**EXERCISE TEXT:**
'''

Electoral ward in Denbighshire, Wales

Rhyl West is the name of one of the electoral wards of the town of Rhyl, Denbighshire, Wales. It covers the northwest part of the town, including the town centre at one end and as far as Marine Lake and the Marina Quay on the western edge. Rhyl East ward lies to the east, Rhyl South West to the south and Conwy County Borough's Kinmel Bay ward to the west.

==Description==
Rhyl West includes Rhyl town centre and the area of the town to the southwest. According to the 2011 UK Census the population of the ward was 4,386 (with 3,369 of voting age).

In 2008 Rhyl West was measured as the most deprived ward in Wales, according to the Welsh Index of Multiple Deprivation. According to a 2002 article in The Guardian, "many guest houses on the west side of town where the posh people once lived have been converted into cheap bedsits, homes for locals and incomers united by poverty and sometimes drugs". In 2008 the town was earmarked for help with regeneration, from the Welsh Government. In October Rhyl West councillors Ian Armstrong and Joan Butterfield joined local MP, Chris Ruane, to paint out a notorious derelict shop sign which read "Rhyl's Biggest Receiver Of Stolen Goods". Men in the ward had the second lowest life expectancy at birth, 68.3 years, of any ward in England and Wales in 2016.

==County council elections==
The ward elects two county councillors to Denbighshire County Council and at the May 2017 and May 2022 elections both seats were won by Welsh Labour. The ward has consistently elected Labour councillors since 1995.

==Rhyl Town Council==
For elections to Rhyl Town Council the town is divided into nine community wards, with Rhyl West county ward being subdivided into two community wards, Foryd and Bodfor. Four of the twenty two town councillors are elected from the Foryd and Bodfor wards.

'''

**SUPPLIED DATA:**
'''

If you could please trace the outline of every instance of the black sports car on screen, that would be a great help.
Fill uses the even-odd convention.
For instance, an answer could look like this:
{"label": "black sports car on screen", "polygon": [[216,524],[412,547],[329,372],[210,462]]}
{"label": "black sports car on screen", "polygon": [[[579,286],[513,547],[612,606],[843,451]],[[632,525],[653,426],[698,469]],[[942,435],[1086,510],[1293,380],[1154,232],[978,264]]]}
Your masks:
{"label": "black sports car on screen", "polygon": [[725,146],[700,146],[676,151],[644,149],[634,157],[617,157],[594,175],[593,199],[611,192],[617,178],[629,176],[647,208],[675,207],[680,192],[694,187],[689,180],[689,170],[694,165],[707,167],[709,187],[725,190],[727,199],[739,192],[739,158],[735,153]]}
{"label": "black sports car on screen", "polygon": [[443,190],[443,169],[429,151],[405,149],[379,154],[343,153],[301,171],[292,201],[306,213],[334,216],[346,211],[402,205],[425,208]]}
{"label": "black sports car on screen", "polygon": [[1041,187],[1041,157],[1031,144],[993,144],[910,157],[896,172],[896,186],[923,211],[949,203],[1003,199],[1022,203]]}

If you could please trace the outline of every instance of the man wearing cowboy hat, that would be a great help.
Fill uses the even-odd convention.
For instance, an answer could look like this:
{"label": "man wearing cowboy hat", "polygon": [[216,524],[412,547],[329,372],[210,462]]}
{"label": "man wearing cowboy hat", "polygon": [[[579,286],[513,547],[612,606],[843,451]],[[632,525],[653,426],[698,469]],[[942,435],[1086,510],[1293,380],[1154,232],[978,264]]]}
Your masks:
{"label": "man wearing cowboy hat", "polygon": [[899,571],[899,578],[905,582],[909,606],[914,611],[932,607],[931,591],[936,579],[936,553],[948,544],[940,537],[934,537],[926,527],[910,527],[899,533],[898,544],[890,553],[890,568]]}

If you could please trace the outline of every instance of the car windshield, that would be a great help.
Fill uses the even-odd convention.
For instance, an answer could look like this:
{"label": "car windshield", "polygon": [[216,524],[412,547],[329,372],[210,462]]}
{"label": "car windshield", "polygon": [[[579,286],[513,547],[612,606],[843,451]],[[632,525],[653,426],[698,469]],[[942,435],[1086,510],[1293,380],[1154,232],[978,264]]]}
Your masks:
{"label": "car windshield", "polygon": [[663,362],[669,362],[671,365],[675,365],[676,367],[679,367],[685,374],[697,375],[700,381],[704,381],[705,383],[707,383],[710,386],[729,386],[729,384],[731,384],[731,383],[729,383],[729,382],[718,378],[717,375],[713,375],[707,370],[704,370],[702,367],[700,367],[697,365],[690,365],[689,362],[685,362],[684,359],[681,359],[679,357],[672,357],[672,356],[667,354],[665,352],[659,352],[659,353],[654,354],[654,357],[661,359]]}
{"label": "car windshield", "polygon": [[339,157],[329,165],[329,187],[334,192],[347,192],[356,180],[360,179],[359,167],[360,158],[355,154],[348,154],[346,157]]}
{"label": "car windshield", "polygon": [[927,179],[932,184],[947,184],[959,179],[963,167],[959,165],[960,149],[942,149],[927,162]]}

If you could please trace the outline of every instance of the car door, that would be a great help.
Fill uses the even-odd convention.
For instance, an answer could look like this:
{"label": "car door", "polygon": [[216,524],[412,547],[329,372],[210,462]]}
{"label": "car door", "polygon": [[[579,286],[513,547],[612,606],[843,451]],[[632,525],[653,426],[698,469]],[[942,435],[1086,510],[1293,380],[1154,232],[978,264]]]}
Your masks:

'''

Retype the Rhyl West ward text from "Electoral ward in" up to and including "to the west.".

Electoral ward in Denbighshire, Wales

Rhyl West is the name of one of the electoral wards of the town of Rhyl, Denbighshire, Wales. It covers the northwest part of the town, including the town centre at one end and as far as Marine Lake and the Marina Quay on the western edge. Rhyl East ward lies to the east, Rhyl South West to the south and Conwy County Borough's Kinmel Bay ward to the west.